··· Исходный текст ···

Революция — очень трудно предсказуемая вещь. Распад этого конкретного режима — предсказуемая, даже на уровне исчислимой вероятности. Революция — это событие, выламывающееся из цепи причин и следствий.

Вы откуда и куда

— Давай поговорим про то, что называется «элиты». Летом 2022 года ты писал о перспективе замены условной элиты модернизации на элиту принуждения, опогонивание, активизацию «детей админки» и т.д. В жизни все пошло так, как ты предполагал?

— Да нет, не так. Менеджерская часть высшей бюрократии работает в рамках мобилизационной модели, даже и без всякого опогонивания. Им погоны не нужны, достаточно новых особистов. Боятся они, не хотят терять социальный капитал и статус, просто не понимают, как жить без кабинетов и больших дел — не так важно. Они работают.

Адъютанты, дети друзей и друзей друзей никуда не пошли, не двинулись наверх, не ушли массово на фронт, сидят, где сидели.

ФСБ пока внутри страны выглядит как главный бенефициар. Не осталось неприкосновенных, не осталось договоренностей — все теперь Улюкаевы. Всех — можно.

Вопрос, смогут ли они этот мандат, скажем так, в политическом смысле вынести в среднесрочной хотя бы перспективе. Где-то начнутся новые договоренности и дележи вместо суровой поступи репрессий. В смысле гуманитарных институций, понятно, не начнутся. Но в других местах — очень может быть.

Вопрос, что будет с армией в смысле оборонного заказчика. Даже попытка перестроить всю промышленность обратно на оборонный лад, чтобы пополнить склады до уровня если не 1982 года, то хотя бы января 2022 — это государственных масштабов задача. Там какая-то новая менеджерская элита должна появиться.

Коррупции меньше не стало. Поскольку фантазий у руководства теперь больше — от электронных повесток до нового курса основ российской государственности и «Истории Отечества» — на этом зарабатывают все, в том числе те, кто раньше брезговал. Реальное импортозамещение — деньги. Серый импорт технологий и товаров — огромные деньги. Риски выросли, это тоже надо отметить.

··· Сохранённый листинг ···

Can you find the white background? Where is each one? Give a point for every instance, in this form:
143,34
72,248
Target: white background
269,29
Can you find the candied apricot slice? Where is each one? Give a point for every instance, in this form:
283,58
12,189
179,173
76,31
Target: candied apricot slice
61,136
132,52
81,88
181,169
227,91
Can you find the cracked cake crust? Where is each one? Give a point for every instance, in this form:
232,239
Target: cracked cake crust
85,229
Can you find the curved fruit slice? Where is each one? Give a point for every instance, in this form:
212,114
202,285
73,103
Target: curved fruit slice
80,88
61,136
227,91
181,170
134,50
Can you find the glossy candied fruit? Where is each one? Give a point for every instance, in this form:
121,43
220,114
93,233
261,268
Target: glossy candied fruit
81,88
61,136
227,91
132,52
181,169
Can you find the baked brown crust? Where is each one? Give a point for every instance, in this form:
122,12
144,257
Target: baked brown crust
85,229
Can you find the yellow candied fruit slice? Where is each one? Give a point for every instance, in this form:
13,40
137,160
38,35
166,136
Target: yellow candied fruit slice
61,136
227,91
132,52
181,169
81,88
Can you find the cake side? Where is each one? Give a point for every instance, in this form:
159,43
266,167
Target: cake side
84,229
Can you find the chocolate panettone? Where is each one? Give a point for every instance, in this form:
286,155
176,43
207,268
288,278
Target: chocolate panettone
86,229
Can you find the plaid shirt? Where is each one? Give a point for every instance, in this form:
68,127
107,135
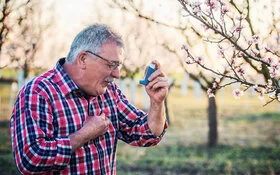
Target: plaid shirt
51,107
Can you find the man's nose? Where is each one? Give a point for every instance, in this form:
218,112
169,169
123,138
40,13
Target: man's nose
116,73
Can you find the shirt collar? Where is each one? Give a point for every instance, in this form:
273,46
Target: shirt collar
63,80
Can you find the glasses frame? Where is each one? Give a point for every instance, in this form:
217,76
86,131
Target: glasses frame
112,64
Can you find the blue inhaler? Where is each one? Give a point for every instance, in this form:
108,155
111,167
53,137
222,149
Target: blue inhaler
150,70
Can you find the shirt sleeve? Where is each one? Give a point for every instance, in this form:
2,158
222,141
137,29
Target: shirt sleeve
36,150
133,122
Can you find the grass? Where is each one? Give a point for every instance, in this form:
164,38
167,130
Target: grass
249,139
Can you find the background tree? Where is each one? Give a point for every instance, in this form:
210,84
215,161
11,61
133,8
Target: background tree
248,51
198,75
198,18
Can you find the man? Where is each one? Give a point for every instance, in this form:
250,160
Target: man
69,119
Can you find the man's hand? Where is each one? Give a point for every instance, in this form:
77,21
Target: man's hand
157,88
93,127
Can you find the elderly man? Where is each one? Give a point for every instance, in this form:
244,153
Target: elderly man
69,119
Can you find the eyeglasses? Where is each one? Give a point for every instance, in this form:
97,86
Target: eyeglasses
111,64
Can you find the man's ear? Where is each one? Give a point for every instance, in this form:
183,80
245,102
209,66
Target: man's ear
81,60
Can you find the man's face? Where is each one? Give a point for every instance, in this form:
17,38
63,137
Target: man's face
99,72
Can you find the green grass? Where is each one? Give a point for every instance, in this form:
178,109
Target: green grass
249,139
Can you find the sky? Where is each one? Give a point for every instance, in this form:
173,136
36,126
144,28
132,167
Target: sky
71,16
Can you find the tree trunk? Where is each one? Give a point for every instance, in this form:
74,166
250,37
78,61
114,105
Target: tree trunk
167,111
212,122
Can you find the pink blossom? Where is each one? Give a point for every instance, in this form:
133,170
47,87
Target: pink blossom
255,52
210,93
237,93
241,17
185,47
261,96
278,96
211,4
267,50
269,60
225,10
240,71
238,28
240,54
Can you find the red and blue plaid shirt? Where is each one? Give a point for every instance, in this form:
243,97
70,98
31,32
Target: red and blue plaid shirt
51,107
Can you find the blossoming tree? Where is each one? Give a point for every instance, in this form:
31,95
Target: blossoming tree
229,26
214,21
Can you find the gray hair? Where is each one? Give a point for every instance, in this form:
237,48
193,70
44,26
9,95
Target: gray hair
92,38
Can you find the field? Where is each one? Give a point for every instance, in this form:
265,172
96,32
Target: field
249,139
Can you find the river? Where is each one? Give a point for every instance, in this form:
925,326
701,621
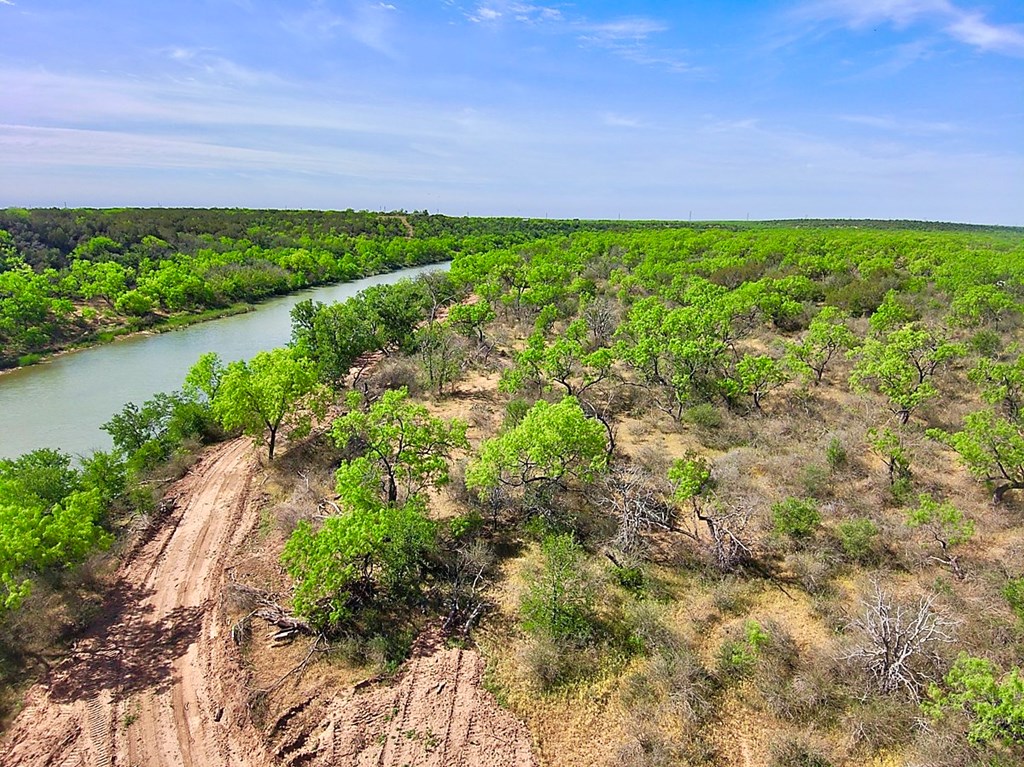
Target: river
62,402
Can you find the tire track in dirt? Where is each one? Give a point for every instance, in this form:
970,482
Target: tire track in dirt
154,684
436,715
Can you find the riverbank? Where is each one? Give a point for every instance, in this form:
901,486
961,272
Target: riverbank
168,323
65,402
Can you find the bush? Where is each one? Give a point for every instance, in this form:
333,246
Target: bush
815,479
737,656
1014,594
557,604
857,538
994,706
797,753
836,454
796,517
705,416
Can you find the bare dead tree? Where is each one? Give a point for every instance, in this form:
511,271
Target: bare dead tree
725,528
899,647
602,321
465,588
629,494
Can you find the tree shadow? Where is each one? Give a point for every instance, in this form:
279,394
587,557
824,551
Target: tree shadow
128,649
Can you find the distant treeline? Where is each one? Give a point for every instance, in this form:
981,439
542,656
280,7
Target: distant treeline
74,275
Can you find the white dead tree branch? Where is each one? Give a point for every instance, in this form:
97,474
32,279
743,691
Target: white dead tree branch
900,644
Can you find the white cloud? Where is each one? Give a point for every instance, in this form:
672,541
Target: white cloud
967,27
901,125
621,121
369,24
522,12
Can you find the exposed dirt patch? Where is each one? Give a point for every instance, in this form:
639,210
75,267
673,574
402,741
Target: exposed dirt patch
436,715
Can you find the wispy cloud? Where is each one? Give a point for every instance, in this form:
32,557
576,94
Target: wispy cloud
965,26
501,10
621,121
366,23
901,125
626,37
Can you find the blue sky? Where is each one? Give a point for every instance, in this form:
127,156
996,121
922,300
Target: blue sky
882,109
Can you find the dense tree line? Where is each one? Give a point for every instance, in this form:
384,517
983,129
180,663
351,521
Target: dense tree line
587,332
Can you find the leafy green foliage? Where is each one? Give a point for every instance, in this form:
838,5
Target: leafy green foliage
550,444
757,375
888,444
795,517
471,318
943,520
371,550
991,449
992,702
567,360
690,477
901,366
273,388
826,338
739,656
1001,384
49,519
558,601
857,537
1013,592
404,446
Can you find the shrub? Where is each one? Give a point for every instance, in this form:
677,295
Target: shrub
857,537
815,480
836,454
705,416
994,706
557,604
739,655
1014,594
797,753
796,517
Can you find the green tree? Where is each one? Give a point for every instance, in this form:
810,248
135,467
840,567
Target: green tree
757,376
551,444
565,360
992,702
991,449
1001,384
404,446
471,318
368,549
826,337
796,517
557,603
441,355
945,524
888,445
47,521
272,389
902,367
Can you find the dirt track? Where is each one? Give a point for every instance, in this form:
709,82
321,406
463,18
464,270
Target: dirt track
157,681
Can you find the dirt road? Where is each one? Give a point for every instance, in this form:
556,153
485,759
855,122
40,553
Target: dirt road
155,682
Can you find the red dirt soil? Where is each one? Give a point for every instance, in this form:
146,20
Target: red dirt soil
158,680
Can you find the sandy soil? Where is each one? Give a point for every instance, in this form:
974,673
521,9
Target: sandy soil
436,715
157,681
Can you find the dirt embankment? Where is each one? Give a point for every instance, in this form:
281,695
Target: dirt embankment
158,680
436,715
155,682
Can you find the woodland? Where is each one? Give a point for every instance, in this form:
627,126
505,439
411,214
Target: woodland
688,488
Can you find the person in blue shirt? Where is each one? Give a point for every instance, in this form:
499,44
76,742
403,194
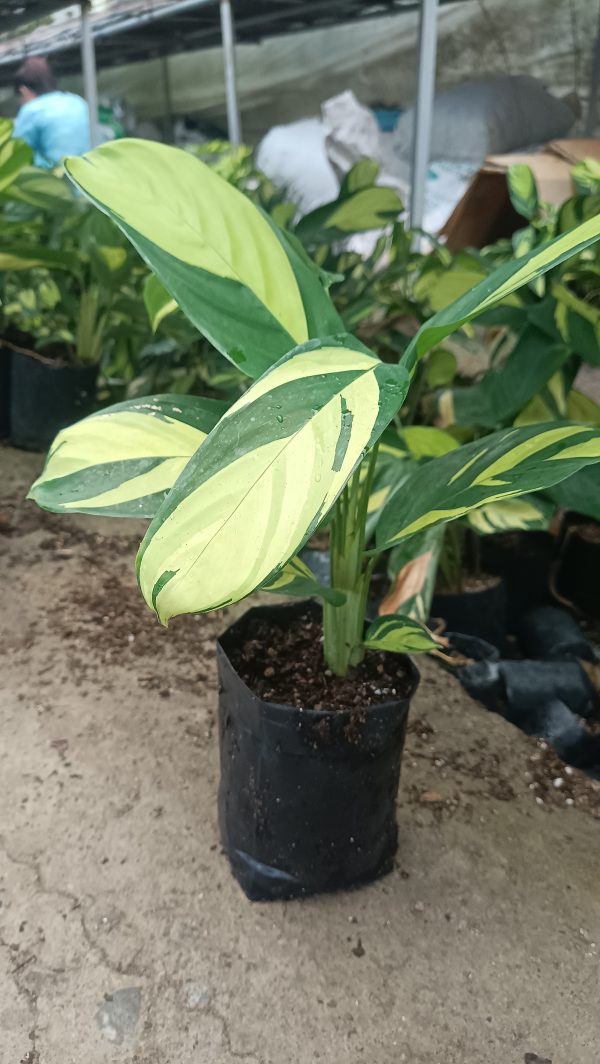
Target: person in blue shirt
53,123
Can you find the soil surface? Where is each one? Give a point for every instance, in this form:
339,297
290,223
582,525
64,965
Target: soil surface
123,937
470,582
286,665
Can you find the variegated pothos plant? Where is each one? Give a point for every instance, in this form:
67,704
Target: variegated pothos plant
233,494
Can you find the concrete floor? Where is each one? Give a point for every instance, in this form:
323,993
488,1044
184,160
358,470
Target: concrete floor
123,938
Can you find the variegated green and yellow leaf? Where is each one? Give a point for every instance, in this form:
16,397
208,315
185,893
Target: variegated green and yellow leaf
580,493
122,461
497,286
217,255
297,579
401,635
509,463
578,322
266,476
526,513
412,567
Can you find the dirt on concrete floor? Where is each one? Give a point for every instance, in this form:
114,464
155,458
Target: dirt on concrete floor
123,938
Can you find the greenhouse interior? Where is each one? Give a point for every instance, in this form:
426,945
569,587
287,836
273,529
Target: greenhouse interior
300,527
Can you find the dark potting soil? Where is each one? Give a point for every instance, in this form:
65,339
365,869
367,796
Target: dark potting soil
286,665
470,582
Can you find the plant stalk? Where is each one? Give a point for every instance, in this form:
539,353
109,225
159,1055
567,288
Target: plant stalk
351,571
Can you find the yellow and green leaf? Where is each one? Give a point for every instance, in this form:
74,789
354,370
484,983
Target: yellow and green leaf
412,567
122,461
266,477
400,635
498,285
220,259
509,463
526,513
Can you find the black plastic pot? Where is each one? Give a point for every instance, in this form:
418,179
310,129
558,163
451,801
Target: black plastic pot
306,797
5,356
577,571
523,561
479,613
551,633
530,684
480,678
46,397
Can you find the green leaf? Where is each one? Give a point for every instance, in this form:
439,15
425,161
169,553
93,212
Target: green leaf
580,493
157,302
586,177
526,513
509,463
498,285
502,393
442,286
426,442
266,477
297,579
42,189
14,154
122,461
412,567
19,256
401,635
440,368
522,189
216,254
360,206
579,323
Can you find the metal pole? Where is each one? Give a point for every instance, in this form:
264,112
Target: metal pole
228,33
423,109
88,66
592,116
168,122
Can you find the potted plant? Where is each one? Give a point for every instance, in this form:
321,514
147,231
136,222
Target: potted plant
311,732
15,155
64,270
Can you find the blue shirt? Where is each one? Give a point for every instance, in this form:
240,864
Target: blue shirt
54,125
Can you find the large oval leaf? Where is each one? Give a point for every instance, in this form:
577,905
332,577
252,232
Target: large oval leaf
502,464
266,476
210,247
122,461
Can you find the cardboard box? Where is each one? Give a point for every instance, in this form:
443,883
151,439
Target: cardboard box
485,213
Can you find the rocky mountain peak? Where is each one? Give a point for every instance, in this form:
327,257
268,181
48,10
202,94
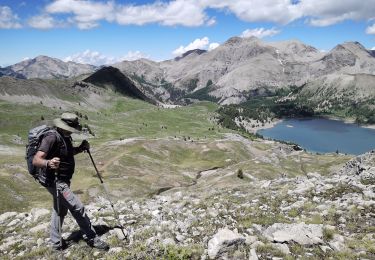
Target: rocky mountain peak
195,52
233,41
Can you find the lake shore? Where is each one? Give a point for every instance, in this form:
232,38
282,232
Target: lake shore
348,121
252,126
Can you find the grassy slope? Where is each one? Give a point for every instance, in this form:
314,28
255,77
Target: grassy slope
169,148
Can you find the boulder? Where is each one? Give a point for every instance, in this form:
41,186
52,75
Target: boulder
253,254
222,241
37,213
7,215
41,227
303,234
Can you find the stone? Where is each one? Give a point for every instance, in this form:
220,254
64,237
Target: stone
118,233
6,245
302,187
283,248
14,222
168,241
180,238
266,184
222,241
337,243
115,250
41,227
250,240
253,254
37,213
303,234
39,242
7,215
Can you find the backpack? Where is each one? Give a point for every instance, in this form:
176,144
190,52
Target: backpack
35,137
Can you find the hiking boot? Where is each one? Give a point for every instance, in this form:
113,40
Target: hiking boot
59,247
96,242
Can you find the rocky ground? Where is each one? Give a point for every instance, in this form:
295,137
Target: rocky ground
316,216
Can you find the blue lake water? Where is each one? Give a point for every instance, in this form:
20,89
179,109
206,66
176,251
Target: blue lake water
323,135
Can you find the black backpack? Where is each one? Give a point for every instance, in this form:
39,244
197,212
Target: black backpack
34,139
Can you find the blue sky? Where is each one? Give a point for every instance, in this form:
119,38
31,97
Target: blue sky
106,31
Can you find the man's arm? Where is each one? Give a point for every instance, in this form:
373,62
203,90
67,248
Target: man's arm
40,161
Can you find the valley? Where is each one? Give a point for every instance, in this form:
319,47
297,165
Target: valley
176,143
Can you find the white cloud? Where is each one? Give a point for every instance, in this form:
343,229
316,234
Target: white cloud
179,12
371,29
87,14
43,21
98,59
203,44
259,32
213,45
8,20
196,44
325,13
134,55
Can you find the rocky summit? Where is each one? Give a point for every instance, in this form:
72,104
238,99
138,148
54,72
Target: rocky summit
316,216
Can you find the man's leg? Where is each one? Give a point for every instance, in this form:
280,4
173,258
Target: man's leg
54,232
70,201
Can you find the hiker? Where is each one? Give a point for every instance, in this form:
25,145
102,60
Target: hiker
56,155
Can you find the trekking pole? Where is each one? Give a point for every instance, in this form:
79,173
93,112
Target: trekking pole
107,194
58,214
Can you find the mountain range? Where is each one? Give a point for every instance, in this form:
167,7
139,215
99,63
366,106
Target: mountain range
231,73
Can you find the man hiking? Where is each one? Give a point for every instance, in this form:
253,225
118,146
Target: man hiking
55,158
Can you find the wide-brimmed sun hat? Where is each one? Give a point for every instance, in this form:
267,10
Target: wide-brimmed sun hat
68,122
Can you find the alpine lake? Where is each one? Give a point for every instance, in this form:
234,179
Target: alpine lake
322,135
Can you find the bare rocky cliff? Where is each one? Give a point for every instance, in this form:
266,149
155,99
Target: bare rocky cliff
48,68
241,66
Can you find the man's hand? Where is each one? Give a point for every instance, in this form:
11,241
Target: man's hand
85,146
54,163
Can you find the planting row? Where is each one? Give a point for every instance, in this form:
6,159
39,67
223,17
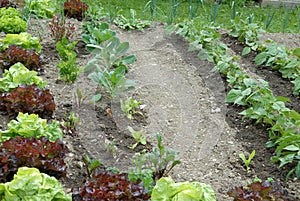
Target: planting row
30,141
255,94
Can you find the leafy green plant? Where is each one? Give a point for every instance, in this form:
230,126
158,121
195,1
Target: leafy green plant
68,68
75,9
31,126
247,161
30,184
258,190
107,185
151,166
41,153
138,136
7,3
69,124
91,165
280,58
130,107
214,11
11,21
95,32
113,81
152,6
247,33
131,23
23,39
28,99
60,28
18,74
269,18
172,14
111,53
166,189
15,54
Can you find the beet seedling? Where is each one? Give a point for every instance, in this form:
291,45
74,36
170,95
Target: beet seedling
138,136
247,161
130,107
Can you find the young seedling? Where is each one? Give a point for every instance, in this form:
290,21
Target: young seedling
138,136
247,161
69,124
90,164
130,107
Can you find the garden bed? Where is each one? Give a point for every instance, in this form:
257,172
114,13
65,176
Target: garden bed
184,102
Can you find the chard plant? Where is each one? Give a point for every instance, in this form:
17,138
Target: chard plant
60,28
151,166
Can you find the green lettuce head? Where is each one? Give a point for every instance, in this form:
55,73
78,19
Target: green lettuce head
31,185
167,190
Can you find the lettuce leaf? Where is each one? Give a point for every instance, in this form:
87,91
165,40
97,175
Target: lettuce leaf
30,184
23,39
18,74
31,126
167,190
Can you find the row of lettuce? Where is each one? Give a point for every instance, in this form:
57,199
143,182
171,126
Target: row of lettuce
32,148
24,91
255,94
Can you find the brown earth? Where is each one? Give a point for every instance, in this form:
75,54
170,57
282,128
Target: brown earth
184,101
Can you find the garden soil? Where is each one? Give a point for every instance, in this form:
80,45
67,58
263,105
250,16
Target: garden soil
182,99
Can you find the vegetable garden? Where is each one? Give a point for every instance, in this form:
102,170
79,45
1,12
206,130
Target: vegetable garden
149,100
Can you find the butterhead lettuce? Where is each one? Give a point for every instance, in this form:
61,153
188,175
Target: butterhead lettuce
31,185
167,190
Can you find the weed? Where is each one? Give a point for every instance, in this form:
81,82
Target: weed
138,136
247,161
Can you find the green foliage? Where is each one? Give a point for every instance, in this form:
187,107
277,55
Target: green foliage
18,74
70,123
131,23
60,28
111,53
30,184
42,8
138,136
151,166
31,126
23,39
68,68
282,59
167,189
95,33
91,164
130,107
247,161
247,33
11,21
113,81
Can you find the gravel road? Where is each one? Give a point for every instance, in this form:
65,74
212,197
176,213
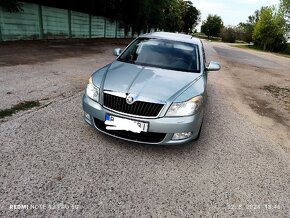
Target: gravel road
53,164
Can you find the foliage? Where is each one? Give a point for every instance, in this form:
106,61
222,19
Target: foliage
138,15
270,30
212,26
228,34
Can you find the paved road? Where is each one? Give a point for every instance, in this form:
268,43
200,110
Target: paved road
50,158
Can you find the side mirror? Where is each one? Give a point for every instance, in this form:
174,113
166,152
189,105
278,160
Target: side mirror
213,66
117,51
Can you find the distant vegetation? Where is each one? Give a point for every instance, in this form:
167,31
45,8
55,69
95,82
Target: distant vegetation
138,15
268,28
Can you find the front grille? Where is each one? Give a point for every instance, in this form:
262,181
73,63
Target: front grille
147,137
139,108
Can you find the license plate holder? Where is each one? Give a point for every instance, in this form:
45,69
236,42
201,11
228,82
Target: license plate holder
113,122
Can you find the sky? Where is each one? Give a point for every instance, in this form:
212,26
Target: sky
232,12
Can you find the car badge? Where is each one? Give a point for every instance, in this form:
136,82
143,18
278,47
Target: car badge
129,99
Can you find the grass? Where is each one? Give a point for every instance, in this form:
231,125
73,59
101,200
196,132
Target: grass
26,105
286,53
202,36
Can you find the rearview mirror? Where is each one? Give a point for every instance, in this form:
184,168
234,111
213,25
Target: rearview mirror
213,66
117,51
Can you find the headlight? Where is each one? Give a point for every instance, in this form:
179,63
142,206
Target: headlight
92,91
186,108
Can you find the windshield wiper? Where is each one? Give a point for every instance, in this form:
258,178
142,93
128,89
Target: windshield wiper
127,61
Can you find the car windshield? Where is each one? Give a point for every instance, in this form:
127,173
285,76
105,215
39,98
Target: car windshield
162,53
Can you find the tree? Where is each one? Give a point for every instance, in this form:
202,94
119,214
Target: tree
228,34
285,8
270,30
212,26
190,17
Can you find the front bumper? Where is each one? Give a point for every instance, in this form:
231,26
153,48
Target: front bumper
95,114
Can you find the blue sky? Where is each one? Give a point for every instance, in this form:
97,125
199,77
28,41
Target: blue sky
232,12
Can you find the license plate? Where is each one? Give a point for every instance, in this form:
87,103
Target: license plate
118,123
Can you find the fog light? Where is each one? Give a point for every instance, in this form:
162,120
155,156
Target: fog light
87,116
181,135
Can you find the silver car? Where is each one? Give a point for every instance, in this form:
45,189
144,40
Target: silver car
154,92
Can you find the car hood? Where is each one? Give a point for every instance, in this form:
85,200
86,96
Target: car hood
147,82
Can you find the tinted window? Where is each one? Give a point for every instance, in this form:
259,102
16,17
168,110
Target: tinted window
163,53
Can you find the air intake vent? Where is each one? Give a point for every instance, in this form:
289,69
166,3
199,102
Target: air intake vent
139,108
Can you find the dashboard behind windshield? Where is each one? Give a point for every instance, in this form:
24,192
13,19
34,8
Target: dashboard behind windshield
162,53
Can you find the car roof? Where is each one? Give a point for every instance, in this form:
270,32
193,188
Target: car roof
173,36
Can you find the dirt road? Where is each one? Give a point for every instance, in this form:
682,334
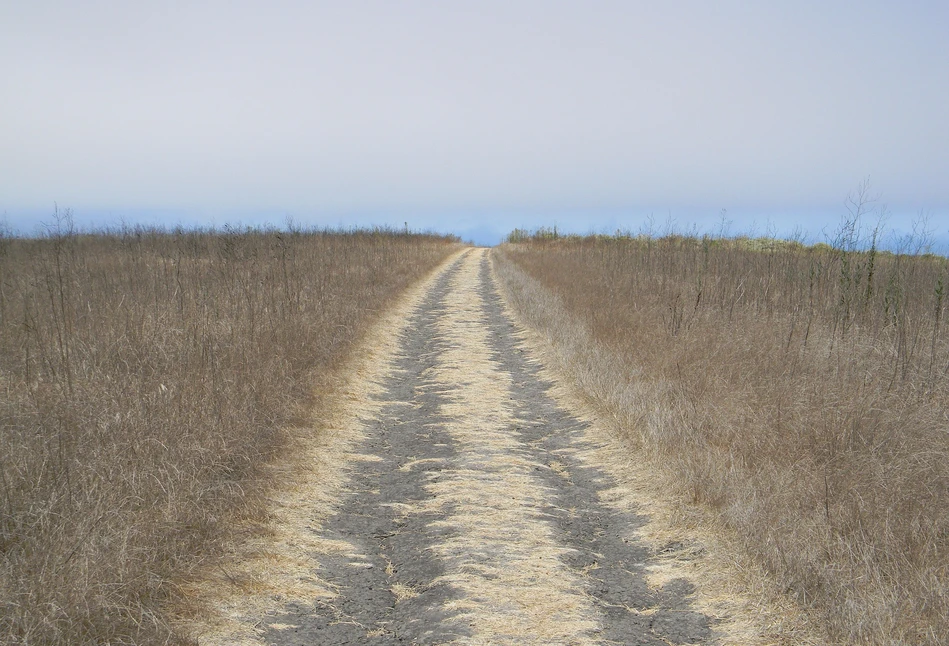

···

• Поставленная задача
Напечатай дословно фрагмент текста о российских элитах: всё от «Революция — очень» вниз до «сидят, где сидели.». Листинг здесь никакой роли не играет.

• Ответ
Революция — очень трудно предсказуемая вещь. Распад этого конкретного режима — предсказуемая, даже на уровне исчислимой вероятности. Революция — это событие, выламывающееся из цепи причин и следствий.

Вы откуда и куда

— Давай поговорим про то, что называется «элиты». Летом 2022 года ты писал о перспективе замены условной элиты модернизации на элиту принуждения, опогонивание, активизацию «детей админки» и т.д. В жизни все пошло так, как ты предполагал?

— Да нет, не так. Менеджерская часть высшей бюрократии работает в рамках мобилизационной модели, даже и без всякого опогонивания. Им погоны не нужны, достаточно новых особистов. Боятся они, не хотят терять социальный капитал и статус, просто не понимают, как жить без кабинетов и больших дел — не так важно. Они работают.

Адъютанты, дети друзей и друзей друзей никуда не пошли, не двинулись наверх, не ушли массово на фронт, сидят, где сидели.